### Reading passage
** START **

Thursday, October 07, 2010

Doggies/Ikea

Yesterday a very surreal thing happened to me. I was lurking in WH Smith by the ruinously expensive magazines. Obviously I had no intention of buying any of them because they are ruinously expensive. And a guilt free flick means that I can basically read them in 10 minutes anyway.

Somewhere around abouts Britney dressing like a harajuku nightmare I heard the phrase, "I love doggies." I'll be honest. I was a bit offended. It seemed hideously close to my ear and I hoped that I wouldn't have to defend my own honour. I turned around to find that the pets magazines (no, I didn't know they existed either) are directly opposite hideously expensive in the Smith's aisles. I was then confronted with an extremely, extremely, terrifyingly, tall man with his back to me. "Who is this giant?" I asked myself. I moved to the side a little (a lot actually. I moved a fricking lot to see the giant) to gain better perspective on this freakishly tall man. When I got to a good view it was immediately obvious he was blind. And I mean that. If one wears sunglasses and has a white stick they are blind yes? Stood beside him was a Smith's employee. I'll give him this - he may be blind but he picked the best out of a bad bunch in the magazine aisle. He chose a normal looking young lady leaving behind a man who looked older than Father Time himself and a lady who looked like she could have been married to Father Time and the two of them were stone deaf. I know this because they were shouting at each other about where Glamour magazine should go. But I digress. Yes. For a blind man he sure has a 6th sense for helpful employees.

** END **

### Work to complete
Continue the blog post about the encounter in WH Smith, starting right after its last sentence.

### Excerpted records
** START **

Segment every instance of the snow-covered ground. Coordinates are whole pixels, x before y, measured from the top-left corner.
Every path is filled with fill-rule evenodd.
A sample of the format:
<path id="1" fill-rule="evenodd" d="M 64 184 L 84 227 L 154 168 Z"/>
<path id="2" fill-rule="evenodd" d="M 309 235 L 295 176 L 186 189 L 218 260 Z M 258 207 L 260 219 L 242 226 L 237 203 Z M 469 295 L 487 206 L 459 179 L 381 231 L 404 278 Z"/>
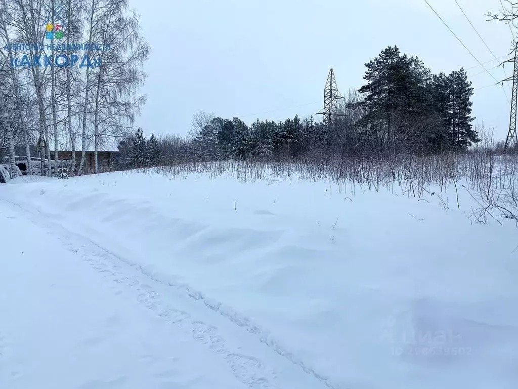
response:
<path id="1" fill-rule="evenodd" d="M 459 191 L 0 186 L 0 387 L 518 387 L 518 230 Z"/>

** END **

### Response to the exercise
I won't lie. I should have moved off and not stared at the blind man in the magazine aisle but I was mesmerised by him. Perhaps it's my insane fear that one day my sight will deteriorate 0.5 more and I'll end up like that. The conversation went a bit like this:

Him: What doggie is it on the page?
Her: Er, it looks like a Poodle
Him: Is it big?
Her: Quite big
Him: How much of the page? How much of the page does it take up?
Her: Um, half?
Him: Ooooooh *gush, bleugh, gush, spurt* (I inserted the astericks I'm not sure if he actually was thinking that but it looked like it)
Him: Are there any German Shepherds? I love German Shepherds.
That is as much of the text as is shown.